**WORK REQUEST**
Only the lines from the one containing "Guideline — for every instance of the pedestrian" through the end of the entries should be repeated, exactly as they appear, first and last included.

(Photo-based referring expression data)

—————

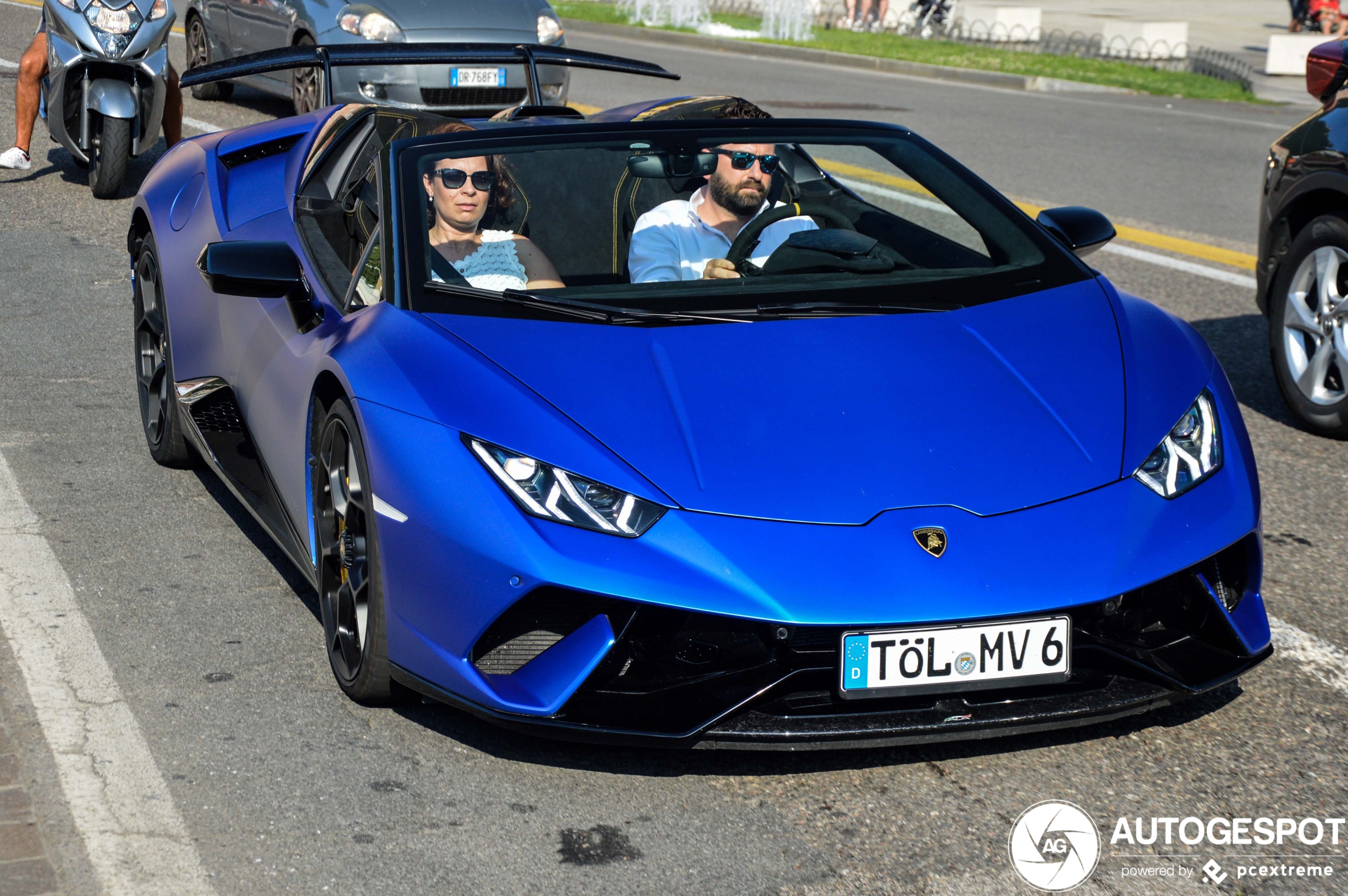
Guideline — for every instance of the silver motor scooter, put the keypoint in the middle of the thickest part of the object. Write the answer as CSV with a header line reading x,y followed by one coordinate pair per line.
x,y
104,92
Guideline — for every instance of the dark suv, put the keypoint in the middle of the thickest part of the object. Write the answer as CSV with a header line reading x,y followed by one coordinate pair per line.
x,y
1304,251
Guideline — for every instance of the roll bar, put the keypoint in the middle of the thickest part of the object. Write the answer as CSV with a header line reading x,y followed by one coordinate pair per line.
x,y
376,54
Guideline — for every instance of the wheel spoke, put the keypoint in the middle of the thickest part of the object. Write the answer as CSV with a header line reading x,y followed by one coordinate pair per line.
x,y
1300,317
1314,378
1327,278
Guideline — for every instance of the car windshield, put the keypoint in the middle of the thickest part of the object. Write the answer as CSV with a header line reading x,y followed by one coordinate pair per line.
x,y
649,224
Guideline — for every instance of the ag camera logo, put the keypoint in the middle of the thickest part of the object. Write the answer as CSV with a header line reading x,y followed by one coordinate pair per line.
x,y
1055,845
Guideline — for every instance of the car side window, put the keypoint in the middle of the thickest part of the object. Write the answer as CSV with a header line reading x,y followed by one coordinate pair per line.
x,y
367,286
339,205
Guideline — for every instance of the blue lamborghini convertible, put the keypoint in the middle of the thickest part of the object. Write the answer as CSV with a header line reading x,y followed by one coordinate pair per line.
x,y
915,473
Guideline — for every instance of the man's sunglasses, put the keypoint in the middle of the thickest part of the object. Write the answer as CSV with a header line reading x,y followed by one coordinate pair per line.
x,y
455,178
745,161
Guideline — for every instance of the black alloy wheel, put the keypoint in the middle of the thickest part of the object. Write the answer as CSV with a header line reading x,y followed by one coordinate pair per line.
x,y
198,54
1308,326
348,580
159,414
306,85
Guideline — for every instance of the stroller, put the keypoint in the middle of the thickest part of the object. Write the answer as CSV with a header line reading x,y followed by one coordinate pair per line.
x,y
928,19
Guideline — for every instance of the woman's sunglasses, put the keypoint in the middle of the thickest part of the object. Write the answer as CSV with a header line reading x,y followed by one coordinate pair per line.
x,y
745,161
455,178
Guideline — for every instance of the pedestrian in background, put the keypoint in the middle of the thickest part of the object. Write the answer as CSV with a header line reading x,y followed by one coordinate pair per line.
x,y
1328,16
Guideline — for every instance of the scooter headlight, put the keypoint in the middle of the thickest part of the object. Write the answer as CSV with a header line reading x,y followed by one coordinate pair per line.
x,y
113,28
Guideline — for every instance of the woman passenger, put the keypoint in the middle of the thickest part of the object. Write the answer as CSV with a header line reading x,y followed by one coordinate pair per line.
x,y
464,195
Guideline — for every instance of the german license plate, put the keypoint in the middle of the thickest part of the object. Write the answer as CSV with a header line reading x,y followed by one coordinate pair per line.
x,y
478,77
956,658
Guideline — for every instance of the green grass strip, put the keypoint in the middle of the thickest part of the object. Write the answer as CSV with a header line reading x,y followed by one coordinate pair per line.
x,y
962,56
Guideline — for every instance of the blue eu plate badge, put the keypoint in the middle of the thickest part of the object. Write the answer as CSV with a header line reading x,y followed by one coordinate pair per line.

—————

**RESULT FOR THIS TASK**
Guideline — for every instance of the pedestrian in background, put the keypoint in the middle of the thickest part of the object. Write the answer as CSV with a header line reading x,y followed by one coordinate pair per line.
x,y
1328,16
Guideline — for every instance of the scooter headlight, put the keypoint in the middle of the thickest part of the object. Write the answer as CSV with a header line reading x,y followed by one coordinate pair per line.
x,y
113,28
Guideline — for every instance of the woman passenger, put the keypoint in the middle of the thickest part of the object. Write the answer as CSV with a header line reading x,y followed by one coordinate pair per line.
x,y
464,195
Guideline — for every instance of the german license plate, put the keypoint in the middle of the thickest part of the object. Write the answer as CSV with a header line reading x,y followed by one coordinate pair per line.
x,y
478,77
956,658
Guideline — for every instance of the green grass strip, put the keypoint in the middle of the thickest part of the object. Write the answer as CSV with a header line reading x,y followed by one coordinate pair per line.
x,y
962,56
Guideline — for every instance of the blue eu plate badge, put the keypoint in the middle of the thickest part of the object. Write the answer as CSV with a header line reading x,y followed by one coordinate pair per line.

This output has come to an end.